**Your instructions**
Rewrite the lines below with "standard format" in place of each "house style", keeping everything else the same.

(Coordinate annotation records)
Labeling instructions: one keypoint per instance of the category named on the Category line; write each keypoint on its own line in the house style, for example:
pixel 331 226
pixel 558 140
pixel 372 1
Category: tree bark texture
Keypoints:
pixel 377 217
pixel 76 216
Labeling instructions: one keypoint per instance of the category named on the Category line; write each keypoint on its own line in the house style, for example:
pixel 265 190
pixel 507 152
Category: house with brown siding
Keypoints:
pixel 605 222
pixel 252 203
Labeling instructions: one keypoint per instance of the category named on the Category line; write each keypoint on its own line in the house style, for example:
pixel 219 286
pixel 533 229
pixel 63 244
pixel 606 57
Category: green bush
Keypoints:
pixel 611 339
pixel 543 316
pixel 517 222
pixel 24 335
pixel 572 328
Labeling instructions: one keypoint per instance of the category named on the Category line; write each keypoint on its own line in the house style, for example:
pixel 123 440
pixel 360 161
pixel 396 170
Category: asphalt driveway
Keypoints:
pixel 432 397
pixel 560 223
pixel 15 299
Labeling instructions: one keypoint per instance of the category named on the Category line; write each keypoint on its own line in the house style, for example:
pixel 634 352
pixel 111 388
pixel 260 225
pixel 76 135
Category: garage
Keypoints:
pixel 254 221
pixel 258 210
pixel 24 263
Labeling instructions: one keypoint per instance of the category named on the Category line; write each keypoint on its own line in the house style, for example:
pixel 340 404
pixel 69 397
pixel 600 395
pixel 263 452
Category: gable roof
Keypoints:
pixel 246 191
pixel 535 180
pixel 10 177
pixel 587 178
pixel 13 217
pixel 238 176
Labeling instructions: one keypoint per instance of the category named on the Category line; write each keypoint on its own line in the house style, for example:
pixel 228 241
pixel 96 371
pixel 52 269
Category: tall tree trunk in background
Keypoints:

**Result of the task**
Labeling instructions: one keypoint per instance of the category named on the Category line; write each keypoint on its own line in the standard format, for example:
pixel 331 226
pixel 558 140
pixel 372 1
Category: tree bark texture
Keypoints:
pixel 377 217
pixel 76 216
Labeling instructions: one keypoint per instance of the category named on the Category line; write each keypoint on its own line in the standard format, for example:
pixel 265 190
pixel 507 152
Category: house with brown siding
Keypoints:
pixel 605 222
pixel 252 203
Labeling instructions: one keypoint per instance of the category named on the Category line; write each keypoint on its own line in the standard format, for example:
pixel 219 286
pixel 533 229
pixel 63 244
pixel 606 57
Category: green bush
Keypoints:
pixel 611 339
pixel 543 316
pixel 517 222
pixel 24 335
pixel 572 328
Labeling instructions: one keypoint per instance of the category named on the Category line; write each keypoint on its own line in the standard format, for example:
pixel 123 440
pixel 360 161
pixel 396 170
Category: asphalt driveway
Keypoints:
pixel 432 397
pixel 560 223
pixel 15 299
Labeling instructions: one keypoint per instance of the category named on the Category line; write each keypoint on its own line in the standard format, for example:
pixel 634 352
pixel 111 388
pixel 260 225
pixel 76 135
Category: garage
Keypoints:
pixel 254 221
pixel 258 210
pixel 24 263
Labeling instructions: one keypoint per instance of the category named on the Category line; write each keypoint on its own line in the standard format, for example:
pixel 340 404
pixel 69 397
pixel 600 395
pixel 263 452
Category: gable roof
Keypoints:
pixel 246 191
pixel 535 180
pixel 10 177
pixel 587 178
pixel 13 217
pixel 238 176
Labeling instructions: one keypoint per instance of the category named on the Category line; write each keypoint on its own line in the standard format, for example:
pixel 228 241
pixel 96 371
pixel 52 269
Category: tall tree trunk in background
Keypoints:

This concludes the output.